# como hacer un selector de monedas?



## pacofvf (Nov 12, 2007)

Necesito hacer un selector de monedas de varias  denominaciones de monedas, la variable a medir no puede ser ni tamaño ni peso,ya que debe detectar monedas falsas.Cualquier idea sera bienvenida.


----------



## rlr (Nov 12, 2007)

pacofvf dijo:
			
		

> Necesito hacer un selector de monedas de varias  denominaciones de monedas, la variable a medir no puede ser ni tamaño ni peso,ya que debe detectar monedas falsas.Cualquier idea sera bienvenida.


Hola.
Que sepas que no es fácil. Los selectores de las tragaperras (tragamonedas creo que le llamais allí) miden la reluctancia magnética de la aleación de la moneda, que evidentemente es única para cada una. Así el dar con una pieza metálica que suplante esa reluctancia, es difícil, pero no imposible. Esto es, a veces aparecen monedas falsas dentro de la máquina. El selector por dentro lleva bobinas para la lectura, y otra más como electroimán que se activa cuando la moneda ha sido leída y aceptada para que pase al cajón. Si no, sería devuelta. Tiene también, como no, una tarjeta nada sencilla que controla todo esto, y que incluye una EPROM con datos sobre cómo reconocer magnéticamente los tipos de monedas que interesa.


----------



## fdesergio (Nov 12, 2007)

Mirando un VALIDADOR como lo llaman, este mide el diametro de la moneda y la reluctancia magnetica, esto lo saque de un validador comercial y creeme con esos dos parametros eran suficiente, tranbaje en una empresa de telefonos publicos y funcionaban bien, el diametro lo median con 2 optoacopladores colocados al principio y al final de un canal por donde se deslizaba la moneda en el camino median la reluctancia y ya, como lo hacian ? con un PIC pero no tengo mas información, chauuuuuuuuuu


----------



## rlr (Nov 12, 2007)

**Información extraída:**
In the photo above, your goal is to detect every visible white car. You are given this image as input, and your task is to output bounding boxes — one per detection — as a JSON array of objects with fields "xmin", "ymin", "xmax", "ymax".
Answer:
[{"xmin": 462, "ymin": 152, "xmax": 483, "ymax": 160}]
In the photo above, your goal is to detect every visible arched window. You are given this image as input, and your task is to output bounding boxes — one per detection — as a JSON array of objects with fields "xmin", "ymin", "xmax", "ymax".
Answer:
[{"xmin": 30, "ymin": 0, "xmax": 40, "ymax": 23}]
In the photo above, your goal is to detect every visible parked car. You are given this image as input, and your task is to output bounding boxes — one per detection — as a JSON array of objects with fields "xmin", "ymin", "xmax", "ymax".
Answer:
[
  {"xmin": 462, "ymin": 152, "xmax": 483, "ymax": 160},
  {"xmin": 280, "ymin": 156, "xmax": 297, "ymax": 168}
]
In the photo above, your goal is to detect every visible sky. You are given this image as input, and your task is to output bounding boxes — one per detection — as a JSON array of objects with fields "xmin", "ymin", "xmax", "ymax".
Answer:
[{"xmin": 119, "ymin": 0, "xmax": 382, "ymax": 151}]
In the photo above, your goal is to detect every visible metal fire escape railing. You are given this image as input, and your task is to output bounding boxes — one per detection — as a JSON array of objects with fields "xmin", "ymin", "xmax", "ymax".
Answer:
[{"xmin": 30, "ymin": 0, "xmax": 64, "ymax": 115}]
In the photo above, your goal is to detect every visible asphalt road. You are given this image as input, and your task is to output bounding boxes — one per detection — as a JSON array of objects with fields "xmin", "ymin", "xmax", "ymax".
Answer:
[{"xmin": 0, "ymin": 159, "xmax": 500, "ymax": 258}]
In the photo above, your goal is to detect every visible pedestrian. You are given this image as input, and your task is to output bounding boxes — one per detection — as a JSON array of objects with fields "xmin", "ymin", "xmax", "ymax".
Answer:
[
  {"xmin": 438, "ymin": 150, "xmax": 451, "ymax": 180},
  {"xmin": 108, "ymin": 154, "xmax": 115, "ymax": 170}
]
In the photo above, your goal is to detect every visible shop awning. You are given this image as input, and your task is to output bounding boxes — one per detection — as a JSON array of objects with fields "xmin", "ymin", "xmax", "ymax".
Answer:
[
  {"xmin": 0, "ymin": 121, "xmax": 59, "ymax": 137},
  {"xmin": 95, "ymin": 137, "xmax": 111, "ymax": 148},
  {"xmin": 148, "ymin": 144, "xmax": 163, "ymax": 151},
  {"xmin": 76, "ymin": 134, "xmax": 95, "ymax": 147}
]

**Tareas:**
[a] Reproduzca el fragmento del texto proporcionado desde "Que sepas que" hasta "monedas que interesa.", sustituyendo "EPROM" por "memoria flash".
[b] Traduzca al inglés esta oración del texto proporcionado: "El selector por dentro lleva bobinas para la lectura, y otra más como electroimán que se activa cuando la moneda ha sido leída y aceptada para que pase al cajón."

**Respuestas:**
[a]
Que sepas que no es fácil. Los selectores de las tragaperras (tragamonedas creo que le llamais allí) miden la reluctancia magnética de la aleación de la moneda, que evidentemente es única para cada una. Así el dar con una pieza metálica que suplante esa reluctancia, es difícil, pero no imposible. Esto es, a veces aparecen monedas falsas dentro de la máquina. El selector por dentro lleva bobinas para la lectura, y otra más como electroimán que se activa cuando la moneda ha sido leída y aceptada para que pase al cajón. Si no, sería devuelta. Tiene también, como no, una tarjeta nada sencilla que controla todo esto, y que incluye una memoria flash con datos sobre cómo reconocer magnéticamente los tipos de monedas que interesa.

[b] Inside, the selector has coils for reading, and one more acting as an electromagnet that is activated when the coin has been read and accepted so that it passes into the drawer.